- [Requests]:
- A) Write out the passage from the linguistics blog posts starting at "I love the BNC" and ending at "going to college.)".
- B) According to the linguistics blog posts, which standardized Spanish borrowing into English means the same as "grande dollars"?
- C) Write what follows the final sentence of the linguistics blog posts, carrying that text forward.

- [Excerpt provided]:
Monday, September 10, 2007

I love the BNC

I was looking through the British National Corpus to try to find instances of constructions like The couch needs a cleaning. The last result of my most recent search:

No erm but I 'm sorry but whoever did that needs a fucking good kick in the head you know .

Corpus linguistics is where it's at.

Thursday, August 16, 2007

Commercials Annoy Me

I don't want to reveal too much of my personal life, of course, but I have to admit that from watching two-hour blocks of Daily Show/Colbert Report/Scrubs re-runs each weekday, I've seen this commercial for Astrive student loans somewhere on the order of twenty times. (Somewhat less than the Ditech commercial that admonishes me with "people are smart", but somewhat more than the Best Buy commercial where the dad hides his daughter's backpack to prevent her from going to college.)

One non-linguistic thing that bothers me about the commercial first: one of its claims is that an astrive loan is better than borrow from a "high-interest credit card". Nothing like informing us that your offer is better than the worst possible solution. Might as well say "better than paying for college by running small jobs for the Mob". Or "eating our hamburgers is more nutritious than subsisting on Crisco."

Returning to the linguistic point I wanted to make originally, the friendly narrator who keeps on talking down to me says at one point that college costs "major dollars... GRANDE dollars." This seems weird in a few ways:

1. It's highly nonstandard to use major to modify a plural noun.
2. It's highly nonstandard to use grande to modify a plural noun.
3. There is a standardized Spanish borrowing into English with the same meaning as grande dollars: mucho dinero.

So it's sort of a neologism,

Tuesday, August 14, 2007

A Cyclical Progression

As I was walking around yesterday, randomly taking pictures of things in the background with other things out-of-focus in the foreground, I started thinking about whether I am approaching linguistics correctly.

Early linguists did descriptive linguistics, and the whole field up to the Chomskyian revolution was, by and large, a bunch of people pointing out different neat language anomalies to each other and saying "Well, isn't that neat?", without any major theoretical framework emerging. Kind of, in my opinion, a waste.

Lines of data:
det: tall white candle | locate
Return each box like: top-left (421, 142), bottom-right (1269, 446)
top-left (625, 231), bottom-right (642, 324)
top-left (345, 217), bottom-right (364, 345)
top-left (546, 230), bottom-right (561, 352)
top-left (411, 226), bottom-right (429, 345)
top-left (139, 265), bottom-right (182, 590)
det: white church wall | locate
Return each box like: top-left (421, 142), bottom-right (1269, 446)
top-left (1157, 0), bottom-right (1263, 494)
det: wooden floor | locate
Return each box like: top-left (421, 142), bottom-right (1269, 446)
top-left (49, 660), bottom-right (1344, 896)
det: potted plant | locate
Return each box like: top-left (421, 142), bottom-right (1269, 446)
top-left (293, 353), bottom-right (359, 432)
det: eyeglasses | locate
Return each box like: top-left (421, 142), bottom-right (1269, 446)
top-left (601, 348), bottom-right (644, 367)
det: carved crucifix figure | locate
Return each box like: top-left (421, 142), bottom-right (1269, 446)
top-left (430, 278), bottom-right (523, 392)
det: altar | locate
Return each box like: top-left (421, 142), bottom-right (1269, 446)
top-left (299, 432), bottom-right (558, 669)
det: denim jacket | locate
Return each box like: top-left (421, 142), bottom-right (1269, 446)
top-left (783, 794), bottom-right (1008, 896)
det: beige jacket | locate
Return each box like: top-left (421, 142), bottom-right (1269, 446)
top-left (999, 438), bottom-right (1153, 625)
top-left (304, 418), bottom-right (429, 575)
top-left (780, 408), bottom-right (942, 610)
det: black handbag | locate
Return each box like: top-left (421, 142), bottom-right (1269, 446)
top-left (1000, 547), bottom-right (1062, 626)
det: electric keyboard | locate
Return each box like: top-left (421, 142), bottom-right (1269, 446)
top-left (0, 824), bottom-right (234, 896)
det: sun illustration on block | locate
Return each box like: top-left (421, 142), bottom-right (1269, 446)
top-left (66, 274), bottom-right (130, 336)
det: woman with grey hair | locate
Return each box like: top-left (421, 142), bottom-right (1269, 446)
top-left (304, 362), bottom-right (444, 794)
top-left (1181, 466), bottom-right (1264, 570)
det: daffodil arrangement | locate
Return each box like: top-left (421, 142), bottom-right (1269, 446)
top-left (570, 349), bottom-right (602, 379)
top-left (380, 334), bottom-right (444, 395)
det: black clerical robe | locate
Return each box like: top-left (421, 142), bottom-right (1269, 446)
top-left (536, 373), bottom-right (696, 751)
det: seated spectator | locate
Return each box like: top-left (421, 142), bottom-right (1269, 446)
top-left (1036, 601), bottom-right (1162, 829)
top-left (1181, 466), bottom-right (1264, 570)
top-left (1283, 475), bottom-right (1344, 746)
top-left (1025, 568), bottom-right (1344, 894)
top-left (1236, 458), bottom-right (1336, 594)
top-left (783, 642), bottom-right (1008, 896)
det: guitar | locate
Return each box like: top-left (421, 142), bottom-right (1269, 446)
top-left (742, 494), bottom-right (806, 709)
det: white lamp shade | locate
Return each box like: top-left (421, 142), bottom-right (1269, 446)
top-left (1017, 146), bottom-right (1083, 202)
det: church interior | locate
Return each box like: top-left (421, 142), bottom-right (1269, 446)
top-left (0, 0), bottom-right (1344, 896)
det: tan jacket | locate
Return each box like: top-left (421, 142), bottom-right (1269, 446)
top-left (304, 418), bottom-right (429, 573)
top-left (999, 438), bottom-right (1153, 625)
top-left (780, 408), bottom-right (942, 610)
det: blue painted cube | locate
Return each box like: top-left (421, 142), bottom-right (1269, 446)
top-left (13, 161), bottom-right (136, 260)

- [Expected responses]:
- A)
I love the BNC

I was looking through the British National Corpus to try to find instances of constructions like The couch needs a cleaning. The last result of my most recent search:

No erm but I 'm sorry but whoever did that needs a fucking good kick in the head you know .

Corpus linguistics is where it's at.

Thursday, August 16, 2007

Commercials Annoy Me

I don't want to reveal too much of my personal life, of course, but I have to admit that from watching two-hour blocks of Daily Show/Colbert Report/Scrubs re-runs each weekday, I've seen this commercial for Astrive student loans somewhere on the order of twenty times. (Somewhat less than the Ditech commercial that admonishes me with "people are smart", but somewhat more than the Best Buy commercial where the dad hides his daughter's backpack to prevent her from going to college.)

- B) Mucho dinero.

- C)
Then along comes Chomsky to introduce some rigor to the field, and it worked. Suddenly people were combining grammar, logic, math, computer science, set theory, (a teensy bit of) psychology and cognitive science, and a bunch of other jazz together and actually getting a pretty nice little theoretical framework out. A lot of the success of this revolution came from abstracting away from language and reducing all of the beautiful neat idiosyncrasies of language to categories, rules, and various cleanly-defined abstract concepts. It worked.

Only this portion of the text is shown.